# Nearest show to Devon please??



## vukic (Apr 9, 2010)

Really want to attend a show, but not sure where or when they are?? 

Please help.. 

Sent from my LT18i using Tapatalk 2


----------



## vukic (Apr 9, 2010)

Are there.any???

Sent from my LT18i using Tapatalk 2


----------



## SilverSky (Oct 2, 2010)

not down this way, nearest was SWARE but you've missed that.
Kidderminster is next nearest :2thumb:


----------



## vukic (Apr 9, 2010)

SilverSky said:


> not down this way, nearest was SWARE but you've missed that.
> Kidderminster is next nearest :2thumb:


What and where are they please???

Sent from my LT18i using Tapatalk 2


----------



## Hannah81 (Nov 19, 2008)

Read the sections above - they tell you when and where the shows are.


----------



## vukic (Apr 9, 2010)

Yeah read a few last night... Shame there's none closer to Devon.. :-(

Sent from my LT18i using Tapatalk 2


----------



## ukgeckos (Apr 11, 2007)

SWARE in Newport are looking to hold another later this year so just keep checking back


----------



## vukic (Apr 9, 2010)

ukgeckos said:


> SWARE in Newport are looking to hold another later this year so just keep checking back


Thank you for the tip.. 

Sent from my LT18i using Tapatalk 2


----------

☆ ☆ ☆

Required tasks -
a - In the thread about shows near Devon, which town does SilverSky name as the next nearest show after SWARE?
b - Tally the lines of the entries that contain the string "foliage", treating uppercase and lowercase as different, and reply with the number alone.

☆ ☆ ☆

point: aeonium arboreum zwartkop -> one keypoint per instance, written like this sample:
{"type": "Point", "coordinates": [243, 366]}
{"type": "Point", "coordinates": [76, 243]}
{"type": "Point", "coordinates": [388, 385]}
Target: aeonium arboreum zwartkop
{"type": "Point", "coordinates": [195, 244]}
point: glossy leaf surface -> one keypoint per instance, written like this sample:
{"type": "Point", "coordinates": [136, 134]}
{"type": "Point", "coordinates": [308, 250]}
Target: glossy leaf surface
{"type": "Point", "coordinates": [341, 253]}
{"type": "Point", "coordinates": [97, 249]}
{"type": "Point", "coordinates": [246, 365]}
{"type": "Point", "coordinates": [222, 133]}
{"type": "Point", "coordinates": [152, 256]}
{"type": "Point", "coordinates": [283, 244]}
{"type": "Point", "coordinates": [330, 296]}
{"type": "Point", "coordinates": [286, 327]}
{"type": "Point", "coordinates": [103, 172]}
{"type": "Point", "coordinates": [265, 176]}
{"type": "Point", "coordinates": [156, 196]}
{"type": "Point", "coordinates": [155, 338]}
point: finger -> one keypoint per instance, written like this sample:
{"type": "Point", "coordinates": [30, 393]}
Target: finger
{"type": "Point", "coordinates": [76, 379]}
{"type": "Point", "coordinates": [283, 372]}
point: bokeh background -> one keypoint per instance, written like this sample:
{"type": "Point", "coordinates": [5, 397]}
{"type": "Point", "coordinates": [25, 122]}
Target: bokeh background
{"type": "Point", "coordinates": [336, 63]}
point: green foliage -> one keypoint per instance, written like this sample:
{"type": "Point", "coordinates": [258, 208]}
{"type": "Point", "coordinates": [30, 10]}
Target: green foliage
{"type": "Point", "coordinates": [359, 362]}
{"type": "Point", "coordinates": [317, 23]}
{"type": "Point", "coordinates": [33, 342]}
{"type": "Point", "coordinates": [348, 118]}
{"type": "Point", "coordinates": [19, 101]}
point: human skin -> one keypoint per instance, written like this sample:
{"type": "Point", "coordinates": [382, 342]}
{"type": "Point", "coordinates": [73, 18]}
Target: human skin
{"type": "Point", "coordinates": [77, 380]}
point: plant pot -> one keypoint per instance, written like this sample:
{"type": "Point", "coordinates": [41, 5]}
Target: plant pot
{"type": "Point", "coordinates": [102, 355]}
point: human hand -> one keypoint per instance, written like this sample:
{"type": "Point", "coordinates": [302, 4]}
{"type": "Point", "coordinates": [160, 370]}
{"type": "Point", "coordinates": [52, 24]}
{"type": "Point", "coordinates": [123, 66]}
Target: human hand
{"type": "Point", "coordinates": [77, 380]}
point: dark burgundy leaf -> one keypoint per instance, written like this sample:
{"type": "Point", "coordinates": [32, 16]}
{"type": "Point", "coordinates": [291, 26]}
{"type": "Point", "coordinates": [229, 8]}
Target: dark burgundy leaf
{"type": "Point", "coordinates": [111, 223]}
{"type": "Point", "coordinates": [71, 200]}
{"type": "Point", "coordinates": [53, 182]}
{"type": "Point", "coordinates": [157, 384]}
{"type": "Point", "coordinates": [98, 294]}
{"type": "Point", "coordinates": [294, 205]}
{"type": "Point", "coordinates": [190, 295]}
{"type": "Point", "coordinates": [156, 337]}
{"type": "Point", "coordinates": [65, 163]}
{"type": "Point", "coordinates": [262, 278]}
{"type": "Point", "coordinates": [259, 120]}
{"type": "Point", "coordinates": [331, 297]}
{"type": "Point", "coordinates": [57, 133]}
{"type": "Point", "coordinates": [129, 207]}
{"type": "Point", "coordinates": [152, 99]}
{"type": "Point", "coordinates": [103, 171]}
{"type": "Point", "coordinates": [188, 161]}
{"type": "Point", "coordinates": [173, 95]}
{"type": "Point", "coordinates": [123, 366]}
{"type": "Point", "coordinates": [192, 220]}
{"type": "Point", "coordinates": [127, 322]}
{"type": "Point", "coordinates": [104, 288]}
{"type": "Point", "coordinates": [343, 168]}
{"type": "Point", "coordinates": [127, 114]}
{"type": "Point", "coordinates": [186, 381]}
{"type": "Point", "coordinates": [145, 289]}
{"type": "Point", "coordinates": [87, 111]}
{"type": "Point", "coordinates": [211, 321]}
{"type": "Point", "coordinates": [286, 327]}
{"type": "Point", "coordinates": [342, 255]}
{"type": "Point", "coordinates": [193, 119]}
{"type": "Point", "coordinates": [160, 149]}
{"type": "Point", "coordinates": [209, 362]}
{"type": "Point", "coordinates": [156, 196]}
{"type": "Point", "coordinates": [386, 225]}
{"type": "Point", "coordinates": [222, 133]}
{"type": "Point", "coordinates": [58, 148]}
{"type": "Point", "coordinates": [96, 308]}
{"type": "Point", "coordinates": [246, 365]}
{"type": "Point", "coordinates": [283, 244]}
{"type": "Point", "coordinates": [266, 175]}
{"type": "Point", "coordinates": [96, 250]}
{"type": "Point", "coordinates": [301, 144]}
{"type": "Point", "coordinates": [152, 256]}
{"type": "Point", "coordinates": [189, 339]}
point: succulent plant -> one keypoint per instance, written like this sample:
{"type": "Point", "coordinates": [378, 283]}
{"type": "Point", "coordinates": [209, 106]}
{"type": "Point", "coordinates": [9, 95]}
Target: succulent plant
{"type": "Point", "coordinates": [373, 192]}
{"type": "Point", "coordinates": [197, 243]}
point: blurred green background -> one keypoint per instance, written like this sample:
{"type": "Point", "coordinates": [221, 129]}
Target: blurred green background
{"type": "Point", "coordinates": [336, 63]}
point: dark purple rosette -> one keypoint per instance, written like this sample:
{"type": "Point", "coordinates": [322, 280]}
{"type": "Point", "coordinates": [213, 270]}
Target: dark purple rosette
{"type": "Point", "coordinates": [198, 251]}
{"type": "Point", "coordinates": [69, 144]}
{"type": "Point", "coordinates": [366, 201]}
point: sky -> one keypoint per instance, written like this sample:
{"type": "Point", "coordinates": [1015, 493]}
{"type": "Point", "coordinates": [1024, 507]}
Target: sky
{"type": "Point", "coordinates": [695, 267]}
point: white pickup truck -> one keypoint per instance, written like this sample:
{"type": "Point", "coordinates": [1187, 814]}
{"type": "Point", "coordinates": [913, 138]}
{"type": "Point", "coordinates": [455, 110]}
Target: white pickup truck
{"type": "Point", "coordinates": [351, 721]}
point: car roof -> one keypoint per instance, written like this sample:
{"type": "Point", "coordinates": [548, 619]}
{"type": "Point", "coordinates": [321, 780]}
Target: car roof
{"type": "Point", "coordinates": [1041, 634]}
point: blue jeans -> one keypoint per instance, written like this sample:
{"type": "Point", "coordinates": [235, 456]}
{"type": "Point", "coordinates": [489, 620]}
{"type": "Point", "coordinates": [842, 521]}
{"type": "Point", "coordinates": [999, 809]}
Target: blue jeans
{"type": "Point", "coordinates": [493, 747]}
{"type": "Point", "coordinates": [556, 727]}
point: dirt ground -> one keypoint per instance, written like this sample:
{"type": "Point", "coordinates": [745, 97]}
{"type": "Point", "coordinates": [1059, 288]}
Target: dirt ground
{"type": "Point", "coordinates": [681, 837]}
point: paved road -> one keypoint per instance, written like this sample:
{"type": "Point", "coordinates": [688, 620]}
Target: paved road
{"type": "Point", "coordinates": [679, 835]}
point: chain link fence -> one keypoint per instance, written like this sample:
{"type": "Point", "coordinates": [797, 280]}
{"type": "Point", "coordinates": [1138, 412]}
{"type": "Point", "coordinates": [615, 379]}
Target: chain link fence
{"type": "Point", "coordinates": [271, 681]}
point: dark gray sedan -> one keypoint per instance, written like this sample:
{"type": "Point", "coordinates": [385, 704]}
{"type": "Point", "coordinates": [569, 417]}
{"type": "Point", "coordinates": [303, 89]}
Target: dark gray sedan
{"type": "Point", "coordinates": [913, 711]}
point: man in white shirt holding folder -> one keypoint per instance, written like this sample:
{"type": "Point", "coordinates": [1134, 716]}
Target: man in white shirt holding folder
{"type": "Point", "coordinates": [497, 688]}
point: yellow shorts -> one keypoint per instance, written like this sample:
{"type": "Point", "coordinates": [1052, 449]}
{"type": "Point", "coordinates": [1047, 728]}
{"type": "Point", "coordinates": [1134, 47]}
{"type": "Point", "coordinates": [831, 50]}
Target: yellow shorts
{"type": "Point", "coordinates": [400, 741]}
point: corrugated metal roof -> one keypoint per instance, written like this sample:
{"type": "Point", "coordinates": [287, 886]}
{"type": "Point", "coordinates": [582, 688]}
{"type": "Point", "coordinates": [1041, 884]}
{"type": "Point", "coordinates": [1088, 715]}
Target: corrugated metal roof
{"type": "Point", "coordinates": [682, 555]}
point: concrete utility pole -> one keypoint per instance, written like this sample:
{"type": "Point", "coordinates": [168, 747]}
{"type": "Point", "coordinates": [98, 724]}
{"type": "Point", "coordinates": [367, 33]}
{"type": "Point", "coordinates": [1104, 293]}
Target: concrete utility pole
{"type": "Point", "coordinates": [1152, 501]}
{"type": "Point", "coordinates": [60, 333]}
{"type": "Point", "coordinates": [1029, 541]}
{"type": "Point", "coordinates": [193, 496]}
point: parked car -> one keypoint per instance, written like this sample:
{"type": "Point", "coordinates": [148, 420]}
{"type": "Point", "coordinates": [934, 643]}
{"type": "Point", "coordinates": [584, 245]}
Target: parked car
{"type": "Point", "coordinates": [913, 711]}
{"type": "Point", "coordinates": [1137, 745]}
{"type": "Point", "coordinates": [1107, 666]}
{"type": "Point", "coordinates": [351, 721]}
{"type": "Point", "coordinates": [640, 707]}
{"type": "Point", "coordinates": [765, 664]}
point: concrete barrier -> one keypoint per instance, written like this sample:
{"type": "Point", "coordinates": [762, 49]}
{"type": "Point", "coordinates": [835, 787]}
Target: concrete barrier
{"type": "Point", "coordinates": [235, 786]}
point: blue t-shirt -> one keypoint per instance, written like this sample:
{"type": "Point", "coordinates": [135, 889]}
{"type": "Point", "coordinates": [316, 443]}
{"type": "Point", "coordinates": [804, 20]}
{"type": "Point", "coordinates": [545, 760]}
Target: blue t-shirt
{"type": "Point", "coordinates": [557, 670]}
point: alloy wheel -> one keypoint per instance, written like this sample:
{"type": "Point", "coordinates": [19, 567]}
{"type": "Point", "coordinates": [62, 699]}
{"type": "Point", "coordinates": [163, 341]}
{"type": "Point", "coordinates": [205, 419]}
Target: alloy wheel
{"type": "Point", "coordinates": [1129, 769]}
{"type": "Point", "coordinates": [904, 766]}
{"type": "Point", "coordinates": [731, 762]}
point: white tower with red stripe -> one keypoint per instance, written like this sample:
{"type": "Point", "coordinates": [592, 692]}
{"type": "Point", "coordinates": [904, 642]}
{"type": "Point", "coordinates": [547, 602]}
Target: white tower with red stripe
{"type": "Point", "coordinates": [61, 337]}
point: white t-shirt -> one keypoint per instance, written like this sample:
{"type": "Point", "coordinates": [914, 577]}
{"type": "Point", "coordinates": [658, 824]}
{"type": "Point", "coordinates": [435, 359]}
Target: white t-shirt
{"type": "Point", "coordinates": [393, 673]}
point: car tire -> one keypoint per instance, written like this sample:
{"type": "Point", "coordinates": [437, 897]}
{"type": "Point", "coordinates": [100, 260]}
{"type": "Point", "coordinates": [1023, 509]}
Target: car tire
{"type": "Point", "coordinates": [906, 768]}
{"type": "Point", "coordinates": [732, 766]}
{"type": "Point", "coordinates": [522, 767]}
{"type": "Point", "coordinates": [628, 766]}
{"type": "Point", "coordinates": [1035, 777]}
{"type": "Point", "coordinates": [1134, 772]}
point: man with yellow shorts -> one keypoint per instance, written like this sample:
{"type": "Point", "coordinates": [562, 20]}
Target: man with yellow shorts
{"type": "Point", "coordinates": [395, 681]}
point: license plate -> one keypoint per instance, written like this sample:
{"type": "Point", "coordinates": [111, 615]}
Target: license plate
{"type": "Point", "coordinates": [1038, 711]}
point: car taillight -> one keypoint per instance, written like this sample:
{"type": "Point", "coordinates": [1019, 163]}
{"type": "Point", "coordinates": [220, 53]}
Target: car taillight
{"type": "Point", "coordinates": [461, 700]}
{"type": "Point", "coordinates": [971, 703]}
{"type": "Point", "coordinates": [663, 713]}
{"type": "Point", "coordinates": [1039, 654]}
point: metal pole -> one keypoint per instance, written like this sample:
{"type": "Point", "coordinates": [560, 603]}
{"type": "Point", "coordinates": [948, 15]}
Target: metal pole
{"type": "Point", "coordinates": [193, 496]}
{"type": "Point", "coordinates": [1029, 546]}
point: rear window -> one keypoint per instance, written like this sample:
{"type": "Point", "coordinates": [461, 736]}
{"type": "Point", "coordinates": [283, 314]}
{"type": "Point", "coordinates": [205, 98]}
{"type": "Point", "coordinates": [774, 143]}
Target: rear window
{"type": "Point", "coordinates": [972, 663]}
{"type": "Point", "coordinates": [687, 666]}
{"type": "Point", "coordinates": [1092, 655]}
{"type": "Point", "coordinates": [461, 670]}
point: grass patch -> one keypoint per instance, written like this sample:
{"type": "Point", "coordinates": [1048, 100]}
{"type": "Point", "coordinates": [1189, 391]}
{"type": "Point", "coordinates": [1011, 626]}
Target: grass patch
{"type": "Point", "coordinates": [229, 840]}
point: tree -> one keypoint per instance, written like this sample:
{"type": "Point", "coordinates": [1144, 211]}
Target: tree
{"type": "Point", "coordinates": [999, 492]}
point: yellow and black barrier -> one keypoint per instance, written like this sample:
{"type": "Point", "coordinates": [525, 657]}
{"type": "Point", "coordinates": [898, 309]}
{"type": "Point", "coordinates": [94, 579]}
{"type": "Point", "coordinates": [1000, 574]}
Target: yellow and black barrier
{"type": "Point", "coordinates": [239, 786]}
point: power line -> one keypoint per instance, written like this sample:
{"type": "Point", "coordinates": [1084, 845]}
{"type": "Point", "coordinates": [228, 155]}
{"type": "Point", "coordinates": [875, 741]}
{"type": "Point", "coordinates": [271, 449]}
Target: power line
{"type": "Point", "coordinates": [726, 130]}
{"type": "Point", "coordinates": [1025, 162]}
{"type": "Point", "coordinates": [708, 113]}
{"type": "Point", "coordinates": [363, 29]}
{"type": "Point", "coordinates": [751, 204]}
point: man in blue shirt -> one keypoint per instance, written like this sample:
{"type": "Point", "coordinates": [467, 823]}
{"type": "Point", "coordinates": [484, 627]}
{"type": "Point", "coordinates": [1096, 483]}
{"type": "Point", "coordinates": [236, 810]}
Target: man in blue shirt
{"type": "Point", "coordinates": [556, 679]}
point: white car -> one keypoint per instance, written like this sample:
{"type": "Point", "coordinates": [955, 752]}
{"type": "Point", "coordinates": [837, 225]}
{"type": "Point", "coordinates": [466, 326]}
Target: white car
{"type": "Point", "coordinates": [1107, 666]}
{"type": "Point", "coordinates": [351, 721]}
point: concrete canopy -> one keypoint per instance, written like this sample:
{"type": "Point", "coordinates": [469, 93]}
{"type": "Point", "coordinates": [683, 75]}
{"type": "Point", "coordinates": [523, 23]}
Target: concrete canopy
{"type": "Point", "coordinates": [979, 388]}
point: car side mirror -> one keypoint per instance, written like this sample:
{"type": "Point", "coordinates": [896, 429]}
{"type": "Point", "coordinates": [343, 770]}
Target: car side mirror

☆ ☆ ☆

In response -
a - Kidderminster

b - 2